## PROBLEM TO SOLVE
Return all of the data exactly as given.

## STORED ROWS
++++++

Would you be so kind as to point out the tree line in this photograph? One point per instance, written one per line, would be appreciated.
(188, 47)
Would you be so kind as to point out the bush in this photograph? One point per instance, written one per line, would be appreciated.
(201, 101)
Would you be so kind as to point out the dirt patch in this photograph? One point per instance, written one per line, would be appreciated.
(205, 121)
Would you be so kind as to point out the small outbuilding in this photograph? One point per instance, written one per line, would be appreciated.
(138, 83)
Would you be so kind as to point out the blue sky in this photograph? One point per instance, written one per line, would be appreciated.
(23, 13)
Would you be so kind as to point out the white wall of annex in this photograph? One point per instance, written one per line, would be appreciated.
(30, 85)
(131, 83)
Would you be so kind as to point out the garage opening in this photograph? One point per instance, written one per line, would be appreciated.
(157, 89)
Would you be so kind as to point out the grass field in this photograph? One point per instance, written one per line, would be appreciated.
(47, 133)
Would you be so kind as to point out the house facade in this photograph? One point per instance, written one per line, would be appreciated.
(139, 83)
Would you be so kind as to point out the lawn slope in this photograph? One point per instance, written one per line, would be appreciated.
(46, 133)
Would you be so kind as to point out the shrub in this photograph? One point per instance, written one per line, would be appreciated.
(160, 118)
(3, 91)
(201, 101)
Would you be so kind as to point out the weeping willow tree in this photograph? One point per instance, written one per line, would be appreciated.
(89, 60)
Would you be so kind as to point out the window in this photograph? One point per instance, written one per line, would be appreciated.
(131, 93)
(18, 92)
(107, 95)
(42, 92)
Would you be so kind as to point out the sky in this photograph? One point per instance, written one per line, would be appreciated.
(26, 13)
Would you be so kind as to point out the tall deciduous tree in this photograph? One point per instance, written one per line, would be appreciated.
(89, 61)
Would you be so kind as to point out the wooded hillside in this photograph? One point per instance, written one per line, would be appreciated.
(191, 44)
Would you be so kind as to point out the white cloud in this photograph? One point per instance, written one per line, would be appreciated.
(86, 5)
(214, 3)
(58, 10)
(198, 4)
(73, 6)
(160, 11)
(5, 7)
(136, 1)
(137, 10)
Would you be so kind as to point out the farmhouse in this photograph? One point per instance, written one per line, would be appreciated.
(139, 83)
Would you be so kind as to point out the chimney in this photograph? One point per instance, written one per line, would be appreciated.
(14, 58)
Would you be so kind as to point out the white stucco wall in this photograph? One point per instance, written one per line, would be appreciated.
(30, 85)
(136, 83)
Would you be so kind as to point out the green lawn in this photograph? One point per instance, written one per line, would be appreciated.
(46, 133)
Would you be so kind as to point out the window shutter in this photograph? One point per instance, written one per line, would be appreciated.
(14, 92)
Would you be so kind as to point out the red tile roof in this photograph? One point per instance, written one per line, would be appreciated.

++++++

## ANSWER BELOW
Would you be so kind as to point out the tree line in this photograph? One point per instance, written one per line, would be appreciated.
(188, 47)
Would you be so kind as to point out the bush in this photograph? One point per instance, written one per line, would be appreciated.
(201, 101)
Would you be so kind as to point out the dirt patch in this photograph? One point per instance, written one per line, would be appreciated.
(205, 121)
Would you be so kind as to point out the small outbuilding in this photograph? One point per instance, written one per line, would be appreciated.
(138, 83)
Would you be so kind as to point out the blue sky in this photograph? One point per instance, written one per line, would be appreciated.
(23, 13)
Would you be so kind as to point out the white wall of annex in this photograph? One point per instance, written one per line, would be appreciated.
(30, 85)
(131, 83)
Would you be so kind as to point out the garage opening in this photograph? One point per instance, written one per line, would be appreciated.
(157, 89)
Would you be so kind as to point out the grass field in this photograph? One point per instance, written one per line, would be appreciated.
(47, 133)
Would you be so kind as to point out the house facade in this photograph? One point per instance, written one per line, would be appreciated.
(139, 83)
Would you be so kind as to point out the lawn slope in this photograph? One point per instance, written one per line, would be appreciated.
(46, 133)
Would you be so kind as to point out the shrub in this photograph? One point per instance, written one per line, would be appreciated.
(160, 118)
(3, 91)
(201, 101)
Would you be so kind as to point out the weeping willow tree in this photograph? One point per instance, written one per line, would be appreciated.
(89, 60)
Would you be so kind as to point out the window in this photograph? One point per instance, written one per line, would be appreciated.
(131, 93)
(18, 92)
(107, 95)
(42, 92)
Would you be so kind as to point out the sky in this photograph? One point per instance, written one per line, would be appreciated.
(26, 13)
Would you be so kind as to point out the tall deciduous tree in this photograph? One point per instance, written one per line, would be appreciated.
(89, 61)
Would you be so kind as to point out the wooded hillside in this photograph? One point per instance, written one per line, would be appreciated.
(191, 44)
Would you be so kind as to point out the white cloud in this photograph? One point per instance, written one per line, would be appreciated.
(86, 5)
(214, 3)
(58, 10)
(198, 4)
(73, 6)
(160, 11)
(5, 7)
(136, 1)
(137, 10)
Would you be so kind as to point out the farmhouse in this photograph? One point per instance, written one per line, would be appreciated.
(139, 83)
Would you be so kind as to point out the chimney in this photograph? One point per instance, written one per line, would be appreciated.
(14, 58)
Would you be so kind as to point out the white stucco wall in this photograph? One point per instance, written one per line, would be appreciated.
(30, 85)
(136, 83)
Would you be so kind as to point out the green lawn in this photograph? One point per instance, written one per line, would be appreciated.
(46, 133)
Would you be so kind as to point out the window shutter in this photograph? One point per instance, written one per line, would be appreciated.
(14, 92)
Would you be so kind as to point out the red tile roof in this photograph? One point per instance, written one per line, would be appreciated.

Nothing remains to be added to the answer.